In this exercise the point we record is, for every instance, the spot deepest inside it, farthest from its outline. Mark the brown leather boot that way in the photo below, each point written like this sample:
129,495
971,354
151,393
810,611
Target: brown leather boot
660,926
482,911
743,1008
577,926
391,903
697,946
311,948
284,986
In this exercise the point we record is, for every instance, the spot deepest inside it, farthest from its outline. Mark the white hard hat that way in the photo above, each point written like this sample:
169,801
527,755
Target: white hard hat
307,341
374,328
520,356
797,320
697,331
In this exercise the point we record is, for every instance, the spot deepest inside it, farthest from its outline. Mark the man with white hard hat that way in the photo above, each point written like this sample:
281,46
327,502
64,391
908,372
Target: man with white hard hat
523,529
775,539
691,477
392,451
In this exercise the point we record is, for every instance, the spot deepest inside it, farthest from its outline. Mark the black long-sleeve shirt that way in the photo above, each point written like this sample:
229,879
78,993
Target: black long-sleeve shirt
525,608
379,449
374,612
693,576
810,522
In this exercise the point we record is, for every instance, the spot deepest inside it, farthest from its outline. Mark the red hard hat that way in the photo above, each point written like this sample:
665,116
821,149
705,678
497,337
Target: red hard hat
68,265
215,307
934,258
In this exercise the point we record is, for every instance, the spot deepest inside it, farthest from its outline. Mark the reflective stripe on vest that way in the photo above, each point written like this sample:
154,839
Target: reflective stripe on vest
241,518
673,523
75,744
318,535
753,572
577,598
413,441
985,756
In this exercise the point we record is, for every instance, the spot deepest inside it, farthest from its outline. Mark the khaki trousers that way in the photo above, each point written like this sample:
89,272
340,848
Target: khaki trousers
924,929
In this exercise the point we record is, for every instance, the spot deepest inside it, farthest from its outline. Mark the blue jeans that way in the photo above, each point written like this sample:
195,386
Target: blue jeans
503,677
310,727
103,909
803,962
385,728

-------------------------

● WHAT IS NEEDED: Set out the complete listing exactly as shown.

● EXPECTED OUTPUT:
In this exercise the point we record is, for every instance, the spot deepest inside it, farthest from its outline. Mark the brown leather boot that way in the photo below, each point written like this sample:
129,495
971,354
151,393
810,611
Target: brown leather boot
660,926
482,911
743,1008
577,926
391,903
697,946
311,948
284,986
In this exercise the point we record is, for every instance, the spot deepest inside it, farthest from its outline. Mark the white hard hat that way in the photo above, each point written like this sample:
169,801
527,755
Target: white hard hat
307,341
374,328
520,356
797,320
697,331
In this exercise the point we record is, for every instance, the spot deepest inside it, farthest from its outline. Mark the man with white hard hat that way in the photo above, each point written like this sample:
281,46
327,502
64,391
908,372
Target: man with white hard hat
523,529
775,539
691,477
392,451
In this exercise the point we record is, for every instance, the spot deepest inside it, farthest from its outline. Mark the black long-sleeve shirt that way in the photo above, each point written like this sample:
229,879
78,993
Target: black long-sleeve shirt
525,608
379,449
374,612
693,576
810,522
In this exercise the point we record is, for every instance, the spot deepest inside it, farthest from its outline. Mark the red hard hat that way in the photo above, each point written like this sample:
665,116
821,149
705,678
497,337
Target: red hard hat
68,265
215,307
934,258
In this exercise the point we record is, for every instance, the spot deepest inside it, farthest from its outline. Mark the reflective stripe on vest that way in the photo above, each point written like this sample:
154,839
Target: reflective stripe on vest
241,518
673,523
75,744
318,535
753,572
577,598
413,441
985,756
In this exercise the point we record is, for every instance, the spot deepest inside it, farthest from its outline. Mark the khaki trousers that way in the photo above, each point written like this sample:
89,272
340,848
Target: khaki trousers
924,929
In this exercise the point we record is, for every instance, the spot deepest inside it, farthest from its outline. Mark the blue jeans that way in the photo above, each point written like this sample:
195,386
Target: blue jeans
503,677
310,727
103,909
803,962
385,728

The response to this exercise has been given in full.